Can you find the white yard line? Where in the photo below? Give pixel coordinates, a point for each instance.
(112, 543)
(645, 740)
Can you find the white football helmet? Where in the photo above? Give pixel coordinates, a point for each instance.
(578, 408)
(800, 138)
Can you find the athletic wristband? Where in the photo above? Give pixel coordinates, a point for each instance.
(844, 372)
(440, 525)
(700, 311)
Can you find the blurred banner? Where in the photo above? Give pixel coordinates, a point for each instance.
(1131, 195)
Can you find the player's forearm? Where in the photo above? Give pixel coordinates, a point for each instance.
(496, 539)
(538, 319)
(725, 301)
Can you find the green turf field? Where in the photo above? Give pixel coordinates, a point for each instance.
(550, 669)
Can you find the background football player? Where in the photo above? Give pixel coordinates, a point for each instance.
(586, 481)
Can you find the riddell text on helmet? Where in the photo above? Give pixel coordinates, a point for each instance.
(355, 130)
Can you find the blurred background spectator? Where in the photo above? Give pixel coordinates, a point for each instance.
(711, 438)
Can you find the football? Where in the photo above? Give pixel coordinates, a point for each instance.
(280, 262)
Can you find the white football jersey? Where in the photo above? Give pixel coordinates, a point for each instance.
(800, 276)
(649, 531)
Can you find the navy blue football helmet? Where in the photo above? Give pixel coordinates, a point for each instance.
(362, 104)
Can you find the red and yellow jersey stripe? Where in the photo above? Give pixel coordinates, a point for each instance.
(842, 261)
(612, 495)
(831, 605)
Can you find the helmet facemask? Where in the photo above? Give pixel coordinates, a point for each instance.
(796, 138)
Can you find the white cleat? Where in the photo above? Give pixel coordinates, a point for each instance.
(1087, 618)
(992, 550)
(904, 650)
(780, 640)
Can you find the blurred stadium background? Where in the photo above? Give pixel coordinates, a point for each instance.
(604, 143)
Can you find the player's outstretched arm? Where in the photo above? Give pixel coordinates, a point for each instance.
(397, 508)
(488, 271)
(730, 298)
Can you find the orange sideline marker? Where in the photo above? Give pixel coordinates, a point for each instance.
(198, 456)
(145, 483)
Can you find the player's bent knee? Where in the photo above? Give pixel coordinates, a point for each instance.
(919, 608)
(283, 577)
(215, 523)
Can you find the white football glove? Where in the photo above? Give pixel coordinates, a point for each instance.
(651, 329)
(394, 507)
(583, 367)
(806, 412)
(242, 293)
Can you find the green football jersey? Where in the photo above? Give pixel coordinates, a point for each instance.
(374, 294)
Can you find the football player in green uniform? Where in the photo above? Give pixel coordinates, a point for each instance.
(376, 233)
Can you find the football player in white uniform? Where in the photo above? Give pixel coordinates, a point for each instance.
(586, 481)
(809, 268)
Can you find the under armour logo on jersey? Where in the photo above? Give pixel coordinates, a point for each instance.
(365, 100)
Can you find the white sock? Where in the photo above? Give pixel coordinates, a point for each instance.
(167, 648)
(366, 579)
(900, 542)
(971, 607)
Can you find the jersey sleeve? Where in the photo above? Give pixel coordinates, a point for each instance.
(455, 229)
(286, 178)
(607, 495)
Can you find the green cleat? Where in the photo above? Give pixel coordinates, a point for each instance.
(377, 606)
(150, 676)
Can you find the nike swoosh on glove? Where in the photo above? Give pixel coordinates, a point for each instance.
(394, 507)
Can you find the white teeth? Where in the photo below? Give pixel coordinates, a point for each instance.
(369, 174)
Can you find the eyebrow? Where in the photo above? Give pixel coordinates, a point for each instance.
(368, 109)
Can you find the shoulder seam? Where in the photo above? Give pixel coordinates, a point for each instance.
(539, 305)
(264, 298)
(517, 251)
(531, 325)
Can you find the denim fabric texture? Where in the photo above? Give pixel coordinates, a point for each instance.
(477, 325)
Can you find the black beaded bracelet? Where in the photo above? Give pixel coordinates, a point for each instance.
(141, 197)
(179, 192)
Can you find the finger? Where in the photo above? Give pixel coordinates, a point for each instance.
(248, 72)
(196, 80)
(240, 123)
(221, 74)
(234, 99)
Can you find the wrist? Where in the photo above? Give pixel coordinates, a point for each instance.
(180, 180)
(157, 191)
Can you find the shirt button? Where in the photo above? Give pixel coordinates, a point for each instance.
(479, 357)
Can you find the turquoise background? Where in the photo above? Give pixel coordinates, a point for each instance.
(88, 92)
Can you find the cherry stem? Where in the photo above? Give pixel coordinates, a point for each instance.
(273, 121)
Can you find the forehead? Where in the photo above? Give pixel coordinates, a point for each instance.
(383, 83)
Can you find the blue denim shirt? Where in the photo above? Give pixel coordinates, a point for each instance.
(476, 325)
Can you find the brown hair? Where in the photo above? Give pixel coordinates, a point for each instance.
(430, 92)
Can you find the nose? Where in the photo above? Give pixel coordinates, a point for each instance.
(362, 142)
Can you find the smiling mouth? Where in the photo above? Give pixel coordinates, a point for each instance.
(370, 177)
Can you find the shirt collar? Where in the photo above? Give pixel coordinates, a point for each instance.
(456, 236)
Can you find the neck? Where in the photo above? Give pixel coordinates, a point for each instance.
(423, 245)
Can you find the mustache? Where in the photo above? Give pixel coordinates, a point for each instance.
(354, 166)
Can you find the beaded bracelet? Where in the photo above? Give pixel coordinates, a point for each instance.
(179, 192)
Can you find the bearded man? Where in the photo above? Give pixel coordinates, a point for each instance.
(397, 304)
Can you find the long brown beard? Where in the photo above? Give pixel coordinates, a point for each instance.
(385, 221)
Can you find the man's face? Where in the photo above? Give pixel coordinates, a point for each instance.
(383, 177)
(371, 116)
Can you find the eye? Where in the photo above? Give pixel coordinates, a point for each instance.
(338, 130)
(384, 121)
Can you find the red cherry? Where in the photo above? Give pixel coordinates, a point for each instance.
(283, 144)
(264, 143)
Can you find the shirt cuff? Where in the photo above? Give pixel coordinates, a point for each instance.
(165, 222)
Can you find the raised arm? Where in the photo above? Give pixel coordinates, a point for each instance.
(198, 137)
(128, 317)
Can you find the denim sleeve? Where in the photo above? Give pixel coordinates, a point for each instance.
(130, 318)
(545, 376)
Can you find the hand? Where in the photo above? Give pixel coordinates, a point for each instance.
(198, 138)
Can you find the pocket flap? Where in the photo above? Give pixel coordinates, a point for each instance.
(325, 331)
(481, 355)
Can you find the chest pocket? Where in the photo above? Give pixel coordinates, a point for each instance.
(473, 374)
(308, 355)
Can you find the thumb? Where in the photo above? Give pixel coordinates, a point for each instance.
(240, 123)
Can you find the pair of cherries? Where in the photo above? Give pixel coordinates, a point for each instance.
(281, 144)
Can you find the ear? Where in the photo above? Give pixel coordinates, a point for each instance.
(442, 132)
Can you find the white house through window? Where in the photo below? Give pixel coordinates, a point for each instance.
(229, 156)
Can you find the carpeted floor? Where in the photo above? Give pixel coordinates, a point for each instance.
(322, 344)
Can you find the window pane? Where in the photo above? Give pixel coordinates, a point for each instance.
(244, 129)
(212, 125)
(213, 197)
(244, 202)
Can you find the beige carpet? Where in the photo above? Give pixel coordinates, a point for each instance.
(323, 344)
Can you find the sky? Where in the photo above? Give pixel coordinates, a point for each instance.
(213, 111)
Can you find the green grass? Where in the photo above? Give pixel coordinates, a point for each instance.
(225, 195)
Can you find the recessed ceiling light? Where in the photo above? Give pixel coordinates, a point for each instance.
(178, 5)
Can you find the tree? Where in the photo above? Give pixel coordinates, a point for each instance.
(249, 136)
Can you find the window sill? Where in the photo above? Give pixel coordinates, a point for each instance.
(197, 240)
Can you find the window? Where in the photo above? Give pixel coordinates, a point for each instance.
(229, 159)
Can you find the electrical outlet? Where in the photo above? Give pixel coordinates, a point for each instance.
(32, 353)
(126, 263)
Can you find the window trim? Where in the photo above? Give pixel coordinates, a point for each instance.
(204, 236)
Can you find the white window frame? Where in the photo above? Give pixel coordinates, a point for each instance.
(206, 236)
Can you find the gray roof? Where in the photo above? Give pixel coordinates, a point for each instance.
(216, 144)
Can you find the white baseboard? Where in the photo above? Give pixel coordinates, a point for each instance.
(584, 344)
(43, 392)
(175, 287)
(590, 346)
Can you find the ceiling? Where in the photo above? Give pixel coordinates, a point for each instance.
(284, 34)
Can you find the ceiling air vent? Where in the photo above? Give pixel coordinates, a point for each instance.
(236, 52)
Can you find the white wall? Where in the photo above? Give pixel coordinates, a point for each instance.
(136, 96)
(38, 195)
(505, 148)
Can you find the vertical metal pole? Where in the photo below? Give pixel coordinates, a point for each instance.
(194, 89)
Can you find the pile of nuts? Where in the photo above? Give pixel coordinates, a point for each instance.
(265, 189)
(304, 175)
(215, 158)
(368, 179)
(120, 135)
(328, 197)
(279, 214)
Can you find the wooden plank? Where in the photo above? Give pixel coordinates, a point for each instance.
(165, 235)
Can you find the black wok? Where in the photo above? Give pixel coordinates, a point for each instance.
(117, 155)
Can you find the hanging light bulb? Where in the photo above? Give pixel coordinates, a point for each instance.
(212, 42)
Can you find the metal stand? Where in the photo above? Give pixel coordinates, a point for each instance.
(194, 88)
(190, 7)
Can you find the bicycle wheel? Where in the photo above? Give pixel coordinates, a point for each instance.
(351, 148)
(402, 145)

» Work to be completed:
The lines to output run from the one containing "Can you find the metal" to the last line of the entries; give them back exactly.

» Expected output:
Can you find the metal stand? Where in the photo above? Give pixel coordinates, a point for each instance.
(194, 88)
(190, 7)
Can you find the bicycle wheel? Where in the photo above? Give pixel coordinates, a point for each instance.
(351, 148)
(402, 145)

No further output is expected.